───── Изучаемый текст

Основной парадокс осмысления вышеуказанной ситуации имеет своеобразную тройственную структуру. Во-первых, любое предположение относительно языка должно конструироваться в его пределах (поскольку речь идет о структурах самого языка). Во-вторых, такое объяснение должно выходить за пределы любого возможного способа описания, то есть во внеязыковую реальность. В-третьих, в случае с языком воспроизводится структура классического парадокса возникновения нового: приходится объяснять языковые коннотации XX в., исходя из классических определений. И возникает закономерный вопрос: откуда берется новизна ситуации?

М.К. Мамардашвили замечал, что человек неизбежно проходит своеобразный опыт сознания, по своей структуре аналогичный опыту исполнения мысли в различные эпохи и у различных мыслителей. В этой связи можно предположить, что «хождение по мукам» основных языковых парадоксов является одним из этапов такого опыта. В совместной работе М.К. Мамардашвили и А.М. Пятигорского говорится следующее: «Когда мы имеем дело с эвристическими категориями, привычными для общих семиотических и теоретико-лингвистических рассуждений, то все эти категории так или иначе ориентированы на дуализм: знак-значение, знак-обозначаемое, символ-определенная содержательность, соответствующая этому символу» 1. В другом месте той же работы авторы определяют природу дуализма «человеческого мышления, его примарной интенции». С одной стороны, - пишут они, - «в этом дуализме есть возможность принципиальной семиотики, то есть возможность наблюдения в чем угодно знаковости, а с другой стороны - этот дуализм несет в себе возможность возвращения в сознание «в порядке наблюдения». Можно представить себе такую особую процедуру, в которой дуализм подвергается редукции, то есть дуализм рассмотрения перестает быть дуализмом рассмотрения…» 2.

Обратим внимание, что классические бинарные оппозиции, столь критикуемые в постструктуралистской традиции, на самом деле постоянно воспроизводятся в ней самой. Возникает странная (только на первый взгляд) ситуация, когда критика бинаризма осуществляется с помощью бинаристского же дискурса. Так, например, внутренняя антиномичность основных понятий шизоаналитической концепции («машина желания», «производство желания», «тело без органов», «деэдипизация», «детерриторизация»), с помощью которых ее авторы вторгаются в русло классического психоанализа, приводит к двойному парадоксу. С одной стороны, генеральная антиномия шизоаналитического и психоаналитического дискурсов задают определенное поле напряжения, видимость «схватки» за право чтения текста культуры; с другой - антиномичными оказываются все основные интенции самого шизоанализа. Разоблачая «империализм Эдипова комплекса», авторы полагают, что он является «идеей зрелого параноика», в воображении которого воспроизводится вся гамма проблем отношений между отцом и ребенком, причем здесь происходит своеобразная «мультипликация» отцов и детей, когда отец ребенка сам является ребенком своего отца и т.д 3. В принципе, путь Эдипова комплекса - это постоянное «смещение», движение к сумасшествию 4.

──────────
───── Предоставленные записи

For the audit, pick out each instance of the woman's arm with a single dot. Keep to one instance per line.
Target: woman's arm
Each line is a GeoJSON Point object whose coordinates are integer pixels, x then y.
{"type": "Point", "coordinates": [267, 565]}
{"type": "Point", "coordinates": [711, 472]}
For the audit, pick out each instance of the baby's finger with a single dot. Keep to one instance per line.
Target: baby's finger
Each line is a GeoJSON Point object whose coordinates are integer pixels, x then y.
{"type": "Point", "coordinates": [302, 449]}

──────────

[Задания для выполнения]
a. Выведите фрагмент текста о языковых парадоксах от слов «Основной парадокс осмысления» до слов «берется новизна ситуации?».
b. Согласуются ли с текстом о языковых парадоксах следующие утверждения? (i) Парадокс осмысления описанной ситуации имеет тройственную структуру. (ii) Постструктуралистская традиция полностью избавилась от бинарных оппозиций. (iii) Работа о дуализме, из которой приводятся цитаты, написана одним М.К. Мамардашвили без соавторов. Для каждого ответьте «да» или «нет» и дословно приведите слова текста, решающие вопрос.
c. Допишите продолжение текста о языковых парадоксах, начиная сразу после его последнего предложения.

[Ответы к заданиям]
a.
Основной парадокс осмысления вышеуказанной ситуации имеет своеобразную тройственную структуру. Во-первых, любое предположение относительно языка должно конструироваться в его пределах (поскольку речь идет о структурах самого языка). Во-вторых, такое объяснение должно выходить за пределы любого возможного способа описания, то есть во внеязыковую реальность. В-третьих, в случае с языком воспроизводится структура классического парадокса возникновения нового: приходится объяснять языковые коннотации XX в., исходя из классических определений. И возникает закономерный вопрос: откуда берется новизна ситуации?

b.
(i) Да: «Основной парадокс осмысления вышеуказанной ситуации имеет своеобразную тройственную структуру».
(ii) Нет: «классические бинарные оппозиции, столь критикуемые в постструктуралистской традиции, на самом деле постоянно воспроизводятся в ней самой».
(iii) Нет: «В совместной работе М.К. Мамардашвили и А.М. Пятигорского».

c.
Свое отношение к концепции З. Фрейда Ж. Делез и Ф. Гваттари резюмировали в знакомой схеме бинарного противопоставления. Говоря о том, что в принципе существуют два типа (две интерпретации) бессознательного - шизоаналитическая и психоаналитическая, они выстраивают целую систему оппозиций:

шизофрения - невротический Эдипов комплекс,

конкретность - символическая форма,

машинация - структуральность,

мир микрофизики - мир «укорененный» (статический),

материальность - идеологичность,

продуктивность - экспрессивность и др 5.

Вывод, который делается о смысле противопоставления шизоанализа психоанализу, носит еще более заостренно антиномический (в прямом, тезисно-антитезисном смысле) характер: «Мы могли видеть, - пишут авторы, - что негативные уроки шизоанализа не могут не быть насильственными, жестокими: разрушается (de-familiarizing) интимный мир человека; Эдипов комплекс; комплексы кастрации и «театра без дверей»; мечты и фантазии; производится декодировка и детерриторизация. Лечение ужасное… Но всему свое время» 6.

Таким образом получается, что предполагаемый выход за пределы классических типов рациональности (в отношении оппозиции психоаналитической и шизоаналитической концепции) не состоялся. Борьба с бинарными оппозициями, так характерная для различных проявлений постмодернистического поиска, лишь по-новому ставит эту проблему, находясь тем не менее в скрепах антиномического движения.

Обратим внимание на известную терминологическую и содержательную трудность, касающуюся вопроса о природе отношений внутри проблемы языка. Речь идет о разграничении сфер действия семантических антиномий и парадоксов. В литературе очень часто встречаются случаи синонимичного употребления этих понятий как бы по «традиции», без попытки осмыслить существенно проблемы. Но здесь возникает следующий вопрос. Если, например, реконструкция наиболее значительных семантических парадоксов происходит в форме антиномий, то зачем «удваивать термин» и не стоит ли согласиться с тем, что в случае теоретических затруднений такого рода мы имеем дело именно с антиномиями, поскольку и структура (контрадикторная или контрарная конъюнкция двух теоретических тезисов), и «пафос» (отражение содержательного противоречия) подобных ситуаций полностью укладывается в понятие антиномичности?

Интересно, что Х. Карри, настаивая на тождественности понятий антиномии и парадокса, указывал в свое время, что существуют парадоксы «в широком смысле слова» (типы парадокса Сколема) 7, а А. Френкель и Й. Бар-Хиллел даже привели последовательную иерархию в классификации антиномий, включая в нее как традиционные теоретико-множественные затруднения, так и антиномии в их логико-гносеологическом статусе 8.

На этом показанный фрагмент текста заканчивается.